REQUIRED TASK: Lay out the records below as a two-column CSV with the headers text and answer, one row per record, using only the part that opens at the start of the records and closes with the line containing "(1007, 281)". Quote each field, turn any line breaks inside a field into spaces, and leave the pictures out.

SUPPLIED ENTRIES:
++++++++++

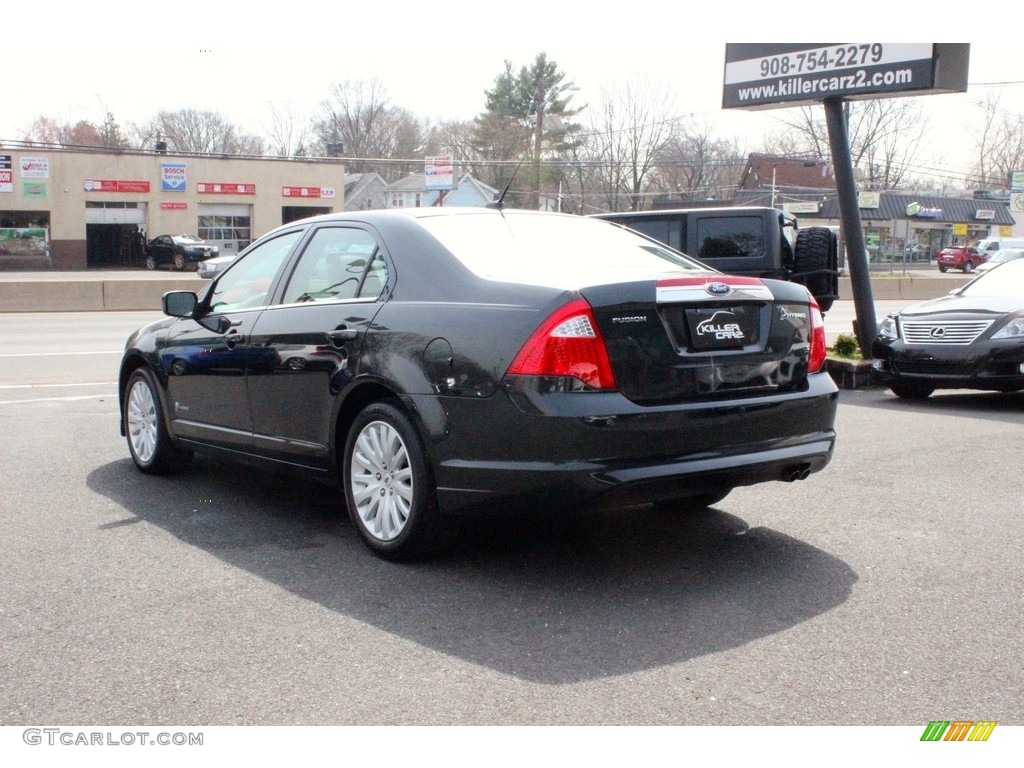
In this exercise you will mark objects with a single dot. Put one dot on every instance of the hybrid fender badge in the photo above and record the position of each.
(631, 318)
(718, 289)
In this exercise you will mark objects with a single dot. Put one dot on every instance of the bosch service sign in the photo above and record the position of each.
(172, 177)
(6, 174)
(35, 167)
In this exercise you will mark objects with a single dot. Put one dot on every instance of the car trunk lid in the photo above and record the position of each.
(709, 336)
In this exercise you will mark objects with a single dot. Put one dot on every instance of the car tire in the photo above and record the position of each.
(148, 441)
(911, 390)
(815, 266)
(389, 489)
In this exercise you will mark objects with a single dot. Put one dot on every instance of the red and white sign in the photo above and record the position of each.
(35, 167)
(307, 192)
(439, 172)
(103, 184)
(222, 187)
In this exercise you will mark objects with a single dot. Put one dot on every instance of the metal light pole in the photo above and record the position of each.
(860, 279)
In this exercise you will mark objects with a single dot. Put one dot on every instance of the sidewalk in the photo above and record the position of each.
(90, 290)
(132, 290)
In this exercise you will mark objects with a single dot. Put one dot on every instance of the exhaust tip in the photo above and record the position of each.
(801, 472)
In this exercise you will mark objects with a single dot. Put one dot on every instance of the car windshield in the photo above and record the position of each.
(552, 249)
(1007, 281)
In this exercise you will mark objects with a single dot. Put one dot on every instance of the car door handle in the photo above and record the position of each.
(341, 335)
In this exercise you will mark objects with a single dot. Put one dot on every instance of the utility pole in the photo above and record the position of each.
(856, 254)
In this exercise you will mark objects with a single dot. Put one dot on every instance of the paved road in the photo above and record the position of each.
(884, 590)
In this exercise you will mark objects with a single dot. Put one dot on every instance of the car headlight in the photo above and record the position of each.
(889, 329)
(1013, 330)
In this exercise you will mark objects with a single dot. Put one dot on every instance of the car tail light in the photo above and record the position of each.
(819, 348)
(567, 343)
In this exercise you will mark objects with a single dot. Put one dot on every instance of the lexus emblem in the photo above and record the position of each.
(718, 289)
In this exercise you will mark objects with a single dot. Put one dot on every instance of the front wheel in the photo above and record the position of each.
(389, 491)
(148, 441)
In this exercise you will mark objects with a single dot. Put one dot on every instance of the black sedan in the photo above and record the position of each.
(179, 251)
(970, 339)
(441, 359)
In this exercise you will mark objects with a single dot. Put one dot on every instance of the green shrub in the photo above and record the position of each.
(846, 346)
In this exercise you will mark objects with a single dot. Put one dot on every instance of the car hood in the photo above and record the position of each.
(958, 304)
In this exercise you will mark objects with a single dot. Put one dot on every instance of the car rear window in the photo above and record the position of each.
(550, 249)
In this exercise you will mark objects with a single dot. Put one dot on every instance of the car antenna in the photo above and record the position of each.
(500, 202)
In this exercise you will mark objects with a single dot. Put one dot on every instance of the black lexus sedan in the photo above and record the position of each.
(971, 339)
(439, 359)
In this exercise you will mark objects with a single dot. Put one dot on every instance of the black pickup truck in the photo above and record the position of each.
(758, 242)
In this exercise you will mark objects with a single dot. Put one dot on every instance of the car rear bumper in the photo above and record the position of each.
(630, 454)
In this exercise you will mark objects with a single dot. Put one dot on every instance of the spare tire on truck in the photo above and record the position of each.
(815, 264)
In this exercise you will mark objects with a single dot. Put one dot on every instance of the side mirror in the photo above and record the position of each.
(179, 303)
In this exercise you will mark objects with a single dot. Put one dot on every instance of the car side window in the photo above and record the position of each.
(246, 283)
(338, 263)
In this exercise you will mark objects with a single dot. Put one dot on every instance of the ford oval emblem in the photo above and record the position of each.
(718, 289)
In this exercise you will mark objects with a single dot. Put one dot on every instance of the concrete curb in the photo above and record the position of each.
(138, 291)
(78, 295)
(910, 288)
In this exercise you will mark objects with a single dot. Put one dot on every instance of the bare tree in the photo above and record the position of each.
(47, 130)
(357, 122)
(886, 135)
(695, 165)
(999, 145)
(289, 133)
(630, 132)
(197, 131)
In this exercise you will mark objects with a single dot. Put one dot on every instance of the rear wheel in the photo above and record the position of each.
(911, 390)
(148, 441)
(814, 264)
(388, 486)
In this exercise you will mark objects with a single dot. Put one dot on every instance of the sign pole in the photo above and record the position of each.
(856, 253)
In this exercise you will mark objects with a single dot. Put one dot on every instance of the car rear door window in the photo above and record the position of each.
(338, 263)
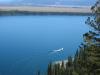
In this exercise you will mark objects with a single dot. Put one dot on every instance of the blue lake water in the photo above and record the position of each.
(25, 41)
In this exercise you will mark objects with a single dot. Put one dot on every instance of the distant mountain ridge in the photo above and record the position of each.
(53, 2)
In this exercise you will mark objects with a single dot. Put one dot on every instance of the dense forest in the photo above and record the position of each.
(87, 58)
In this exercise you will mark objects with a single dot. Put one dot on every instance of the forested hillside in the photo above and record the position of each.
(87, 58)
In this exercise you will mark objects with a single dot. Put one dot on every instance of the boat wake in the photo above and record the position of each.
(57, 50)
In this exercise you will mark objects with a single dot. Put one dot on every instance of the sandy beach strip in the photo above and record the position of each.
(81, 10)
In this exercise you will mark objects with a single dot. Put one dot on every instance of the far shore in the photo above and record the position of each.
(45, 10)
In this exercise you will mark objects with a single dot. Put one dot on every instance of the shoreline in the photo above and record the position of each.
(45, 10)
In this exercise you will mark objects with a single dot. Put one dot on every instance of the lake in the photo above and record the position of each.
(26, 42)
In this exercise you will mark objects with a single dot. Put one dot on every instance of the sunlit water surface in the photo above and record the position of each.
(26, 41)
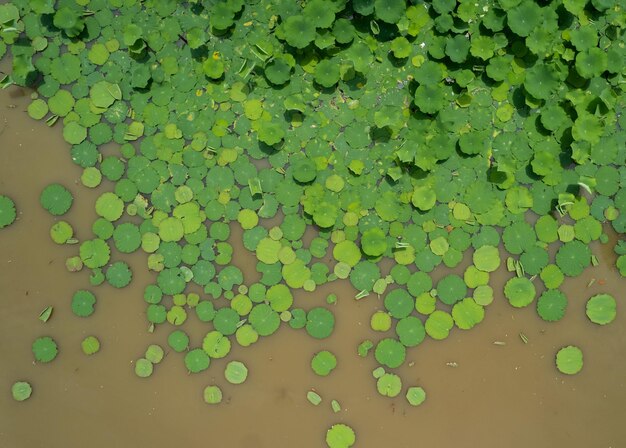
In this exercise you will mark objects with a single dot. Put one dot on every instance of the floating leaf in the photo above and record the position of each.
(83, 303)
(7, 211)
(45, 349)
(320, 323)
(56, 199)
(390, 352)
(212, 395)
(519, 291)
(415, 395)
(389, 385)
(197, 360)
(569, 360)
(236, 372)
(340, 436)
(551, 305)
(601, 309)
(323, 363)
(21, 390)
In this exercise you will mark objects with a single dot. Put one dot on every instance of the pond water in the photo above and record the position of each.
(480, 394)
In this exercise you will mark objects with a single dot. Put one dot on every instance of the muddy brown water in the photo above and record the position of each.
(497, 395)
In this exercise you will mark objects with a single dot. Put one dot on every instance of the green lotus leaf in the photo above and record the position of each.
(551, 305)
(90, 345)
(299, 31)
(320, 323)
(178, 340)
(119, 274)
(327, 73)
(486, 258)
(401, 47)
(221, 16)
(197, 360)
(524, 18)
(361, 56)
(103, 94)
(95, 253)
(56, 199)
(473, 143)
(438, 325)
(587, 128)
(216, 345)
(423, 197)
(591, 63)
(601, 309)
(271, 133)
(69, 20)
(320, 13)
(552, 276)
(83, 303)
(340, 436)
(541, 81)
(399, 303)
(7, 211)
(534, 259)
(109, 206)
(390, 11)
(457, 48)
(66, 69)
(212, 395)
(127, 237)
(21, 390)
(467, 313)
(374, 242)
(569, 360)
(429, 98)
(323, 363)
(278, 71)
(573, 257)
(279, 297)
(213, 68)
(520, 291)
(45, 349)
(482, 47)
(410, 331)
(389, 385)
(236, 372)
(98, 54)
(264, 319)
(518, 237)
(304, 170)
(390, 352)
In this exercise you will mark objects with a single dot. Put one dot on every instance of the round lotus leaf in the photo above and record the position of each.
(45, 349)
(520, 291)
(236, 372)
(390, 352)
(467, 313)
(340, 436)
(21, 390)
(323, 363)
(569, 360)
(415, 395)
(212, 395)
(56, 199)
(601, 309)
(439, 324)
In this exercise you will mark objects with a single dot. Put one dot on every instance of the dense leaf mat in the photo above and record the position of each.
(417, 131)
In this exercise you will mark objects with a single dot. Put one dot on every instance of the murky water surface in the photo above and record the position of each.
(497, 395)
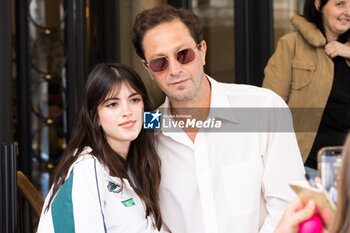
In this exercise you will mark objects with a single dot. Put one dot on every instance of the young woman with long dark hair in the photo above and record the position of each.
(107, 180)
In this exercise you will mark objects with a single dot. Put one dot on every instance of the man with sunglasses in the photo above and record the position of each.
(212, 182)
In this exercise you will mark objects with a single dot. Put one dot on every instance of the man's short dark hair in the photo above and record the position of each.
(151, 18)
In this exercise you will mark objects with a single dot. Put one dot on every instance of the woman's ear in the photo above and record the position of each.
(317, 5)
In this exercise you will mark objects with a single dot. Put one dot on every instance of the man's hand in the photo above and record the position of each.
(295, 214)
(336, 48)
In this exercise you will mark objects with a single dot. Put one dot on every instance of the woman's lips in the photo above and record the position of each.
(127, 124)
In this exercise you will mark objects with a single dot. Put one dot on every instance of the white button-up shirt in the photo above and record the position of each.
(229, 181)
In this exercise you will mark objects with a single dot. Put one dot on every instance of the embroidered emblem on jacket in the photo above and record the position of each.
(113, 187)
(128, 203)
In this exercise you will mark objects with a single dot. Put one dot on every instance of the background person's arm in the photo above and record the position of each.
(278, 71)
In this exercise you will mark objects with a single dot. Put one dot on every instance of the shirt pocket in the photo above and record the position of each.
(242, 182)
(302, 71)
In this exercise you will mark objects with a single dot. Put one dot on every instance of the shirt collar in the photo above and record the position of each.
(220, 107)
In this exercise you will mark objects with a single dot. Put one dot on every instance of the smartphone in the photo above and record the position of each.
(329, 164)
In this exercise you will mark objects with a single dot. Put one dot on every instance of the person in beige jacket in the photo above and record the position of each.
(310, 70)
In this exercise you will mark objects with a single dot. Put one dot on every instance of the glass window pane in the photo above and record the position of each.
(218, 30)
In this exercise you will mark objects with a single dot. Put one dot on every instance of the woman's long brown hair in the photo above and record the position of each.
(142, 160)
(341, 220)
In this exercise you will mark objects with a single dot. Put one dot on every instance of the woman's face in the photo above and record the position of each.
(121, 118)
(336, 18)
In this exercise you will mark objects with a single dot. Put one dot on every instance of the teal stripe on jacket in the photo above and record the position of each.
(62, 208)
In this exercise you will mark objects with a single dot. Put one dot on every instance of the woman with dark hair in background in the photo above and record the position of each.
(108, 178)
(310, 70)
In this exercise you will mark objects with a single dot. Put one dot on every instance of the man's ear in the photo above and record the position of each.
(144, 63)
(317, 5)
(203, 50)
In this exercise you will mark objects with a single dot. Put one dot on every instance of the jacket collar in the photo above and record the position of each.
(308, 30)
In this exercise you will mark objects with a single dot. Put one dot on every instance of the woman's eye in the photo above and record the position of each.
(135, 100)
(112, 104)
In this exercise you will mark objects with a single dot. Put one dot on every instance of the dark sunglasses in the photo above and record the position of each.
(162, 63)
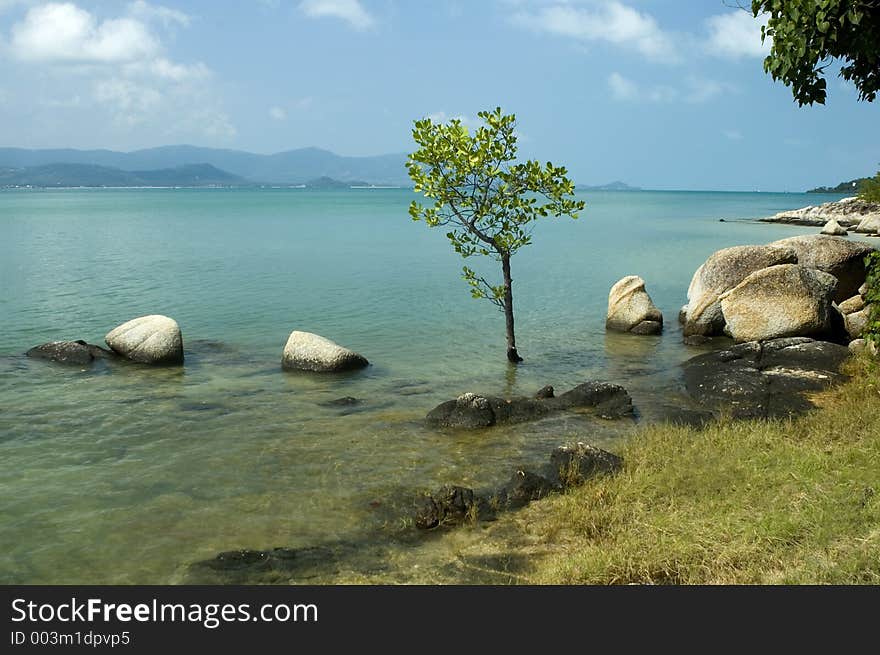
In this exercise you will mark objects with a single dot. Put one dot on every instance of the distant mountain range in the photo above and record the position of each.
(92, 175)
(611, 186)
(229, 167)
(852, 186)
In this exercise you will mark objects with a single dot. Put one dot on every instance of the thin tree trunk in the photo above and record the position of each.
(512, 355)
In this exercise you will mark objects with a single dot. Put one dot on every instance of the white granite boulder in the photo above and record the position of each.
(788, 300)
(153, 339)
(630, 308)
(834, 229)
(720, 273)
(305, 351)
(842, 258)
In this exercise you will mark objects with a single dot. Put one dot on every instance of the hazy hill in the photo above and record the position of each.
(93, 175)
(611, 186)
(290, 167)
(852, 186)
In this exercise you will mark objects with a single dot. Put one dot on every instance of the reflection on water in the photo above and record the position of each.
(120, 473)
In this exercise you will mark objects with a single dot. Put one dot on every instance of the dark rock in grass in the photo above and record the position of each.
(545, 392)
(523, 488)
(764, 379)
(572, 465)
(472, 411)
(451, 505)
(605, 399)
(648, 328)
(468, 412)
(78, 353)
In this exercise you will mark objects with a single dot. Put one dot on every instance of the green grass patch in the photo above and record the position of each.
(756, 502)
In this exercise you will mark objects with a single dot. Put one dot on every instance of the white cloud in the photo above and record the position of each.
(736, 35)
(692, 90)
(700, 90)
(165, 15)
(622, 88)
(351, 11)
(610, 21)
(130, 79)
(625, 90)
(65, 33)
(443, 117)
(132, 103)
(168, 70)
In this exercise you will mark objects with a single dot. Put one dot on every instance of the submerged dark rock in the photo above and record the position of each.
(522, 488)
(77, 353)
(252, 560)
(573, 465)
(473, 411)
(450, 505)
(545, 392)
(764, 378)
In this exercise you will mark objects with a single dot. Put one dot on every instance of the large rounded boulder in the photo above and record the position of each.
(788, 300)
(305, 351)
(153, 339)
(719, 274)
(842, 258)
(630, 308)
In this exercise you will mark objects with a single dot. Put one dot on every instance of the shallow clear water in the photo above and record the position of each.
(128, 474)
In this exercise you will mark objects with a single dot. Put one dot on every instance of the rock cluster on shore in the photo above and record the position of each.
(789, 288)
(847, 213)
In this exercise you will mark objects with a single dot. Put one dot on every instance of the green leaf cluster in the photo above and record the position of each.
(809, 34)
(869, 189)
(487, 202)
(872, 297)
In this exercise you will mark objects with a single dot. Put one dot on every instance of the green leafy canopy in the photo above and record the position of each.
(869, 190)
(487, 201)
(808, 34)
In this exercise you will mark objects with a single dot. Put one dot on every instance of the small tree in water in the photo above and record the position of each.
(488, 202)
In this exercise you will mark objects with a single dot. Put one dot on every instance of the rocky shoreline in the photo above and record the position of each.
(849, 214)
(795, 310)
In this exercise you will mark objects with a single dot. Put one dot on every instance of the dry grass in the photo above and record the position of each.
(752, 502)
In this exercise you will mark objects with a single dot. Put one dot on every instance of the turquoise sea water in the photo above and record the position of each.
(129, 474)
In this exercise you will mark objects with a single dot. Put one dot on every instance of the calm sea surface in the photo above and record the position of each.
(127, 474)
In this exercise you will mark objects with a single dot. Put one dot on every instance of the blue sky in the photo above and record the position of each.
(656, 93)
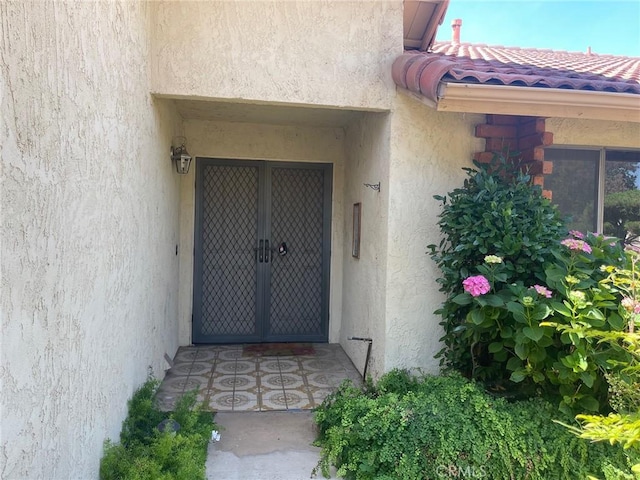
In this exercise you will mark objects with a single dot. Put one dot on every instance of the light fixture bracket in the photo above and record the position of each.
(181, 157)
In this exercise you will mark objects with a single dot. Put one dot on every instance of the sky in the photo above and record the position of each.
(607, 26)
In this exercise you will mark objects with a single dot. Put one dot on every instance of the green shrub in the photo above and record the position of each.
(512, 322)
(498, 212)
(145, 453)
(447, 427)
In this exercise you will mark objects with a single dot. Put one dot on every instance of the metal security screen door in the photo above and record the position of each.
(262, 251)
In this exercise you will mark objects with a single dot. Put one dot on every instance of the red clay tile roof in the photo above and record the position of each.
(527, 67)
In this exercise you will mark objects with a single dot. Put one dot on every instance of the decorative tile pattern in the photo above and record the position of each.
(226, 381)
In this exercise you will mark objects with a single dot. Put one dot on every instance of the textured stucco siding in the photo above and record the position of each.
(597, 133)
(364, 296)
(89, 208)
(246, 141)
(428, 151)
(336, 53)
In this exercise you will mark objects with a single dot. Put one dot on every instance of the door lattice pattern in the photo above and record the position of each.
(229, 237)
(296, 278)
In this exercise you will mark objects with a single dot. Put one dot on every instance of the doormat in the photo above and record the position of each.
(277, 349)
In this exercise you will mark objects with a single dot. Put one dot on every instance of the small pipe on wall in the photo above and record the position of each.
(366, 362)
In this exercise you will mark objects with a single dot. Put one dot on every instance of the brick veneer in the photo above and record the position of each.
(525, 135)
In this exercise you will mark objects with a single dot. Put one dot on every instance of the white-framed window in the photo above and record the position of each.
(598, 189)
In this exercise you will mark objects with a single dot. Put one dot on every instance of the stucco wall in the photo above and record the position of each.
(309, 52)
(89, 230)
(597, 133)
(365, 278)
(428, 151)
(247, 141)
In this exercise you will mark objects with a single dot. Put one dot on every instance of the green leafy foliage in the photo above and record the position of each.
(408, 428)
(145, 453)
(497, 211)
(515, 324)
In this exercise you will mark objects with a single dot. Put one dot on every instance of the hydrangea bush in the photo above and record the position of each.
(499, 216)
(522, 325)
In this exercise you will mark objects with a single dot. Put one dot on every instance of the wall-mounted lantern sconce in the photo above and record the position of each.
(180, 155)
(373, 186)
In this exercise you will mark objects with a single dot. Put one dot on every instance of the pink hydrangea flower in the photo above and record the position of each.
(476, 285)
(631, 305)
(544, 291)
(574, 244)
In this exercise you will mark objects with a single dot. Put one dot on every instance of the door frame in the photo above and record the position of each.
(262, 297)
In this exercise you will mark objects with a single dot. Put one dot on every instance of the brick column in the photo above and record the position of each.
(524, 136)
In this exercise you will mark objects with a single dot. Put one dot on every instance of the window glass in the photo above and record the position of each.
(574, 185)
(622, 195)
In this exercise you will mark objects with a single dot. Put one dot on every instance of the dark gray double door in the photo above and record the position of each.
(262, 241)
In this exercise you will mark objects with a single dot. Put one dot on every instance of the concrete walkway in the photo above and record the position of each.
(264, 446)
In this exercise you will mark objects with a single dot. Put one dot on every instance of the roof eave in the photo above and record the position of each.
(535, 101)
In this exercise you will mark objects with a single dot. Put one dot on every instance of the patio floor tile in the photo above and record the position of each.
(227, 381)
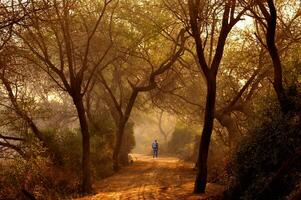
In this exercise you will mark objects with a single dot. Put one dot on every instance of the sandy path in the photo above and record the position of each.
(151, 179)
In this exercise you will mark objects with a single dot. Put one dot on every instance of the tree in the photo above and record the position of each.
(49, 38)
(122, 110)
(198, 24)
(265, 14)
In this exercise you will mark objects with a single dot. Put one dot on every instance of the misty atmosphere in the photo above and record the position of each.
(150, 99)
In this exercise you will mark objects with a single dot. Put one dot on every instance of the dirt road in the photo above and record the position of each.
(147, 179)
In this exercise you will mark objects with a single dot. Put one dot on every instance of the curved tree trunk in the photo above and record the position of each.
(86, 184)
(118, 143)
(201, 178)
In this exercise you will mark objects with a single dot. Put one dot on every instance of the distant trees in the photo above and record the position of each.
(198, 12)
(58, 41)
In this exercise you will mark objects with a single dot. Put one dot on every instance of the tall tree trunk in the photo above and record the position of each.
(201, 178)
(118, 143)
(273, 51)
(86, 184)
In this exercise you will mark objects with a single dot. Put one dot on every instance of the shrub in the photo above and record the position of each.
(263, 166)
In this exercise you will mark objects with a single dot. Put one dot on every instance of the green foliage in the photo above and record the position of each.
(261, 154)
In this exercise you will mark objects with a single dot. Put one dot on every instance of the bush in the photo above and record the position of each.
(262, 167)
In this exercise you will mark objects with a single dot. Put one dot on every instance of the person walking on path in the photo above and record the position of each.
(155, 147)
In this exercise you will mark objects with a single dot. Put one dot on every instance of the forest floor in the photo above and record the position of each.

++++++++++

CORRECT RESULT:
text,answer
"In this exercise you will mark objects with a single dot. Put one dot on every instance of the hybrid fender badge in the photo above and record the position of each.","(631, 318) (718, 289)"
"In this exercise you will mark objects with a single dot. Put one dot on every instance of the bosch service sign in the photo above and record the position of each.","(172, 177) (6, 174) (35, 167)"
"In this exercise you will mark objects with a single dot. Put one dot on every instance of the car trunk lid in the photo above and record the position of each.","(709, 336)"
"In this exercise you will mark objects with a single dot. Put one dot on every instance of the car tire in the photo above and record the position of each.","(148, 441) (911, 390) (815, 266) (389, 489)"
"In this exercise you will mark objects with a single dot. Put one dot on every instance of the red and white sign in the photo above and record the position of each.","(35, 167) (307, 192) (439, 172) (103, 184) (222, 187)"
"In this exercise you will mark objects with a single dot. Put one dot on every instance of the metal light pole in the photo above and record the position of each.","(860, 279)"
"In this exercise you will mark objects with a single dot. Put one dot on every instance of the sidewalk in the photo above and record the position of each.","(90, 290) (132, 290)"
"In this exercise you will mark objects with a single dot. Put one dot on every instance of the exhaust tip in the photo above and record the position of each.","(801, 472)"
"In this exercise you will mark objects with a single dot. Put one dot on every instance of the car windshield in the photo above and record the position of each.","(552, 249) (1007, 281)"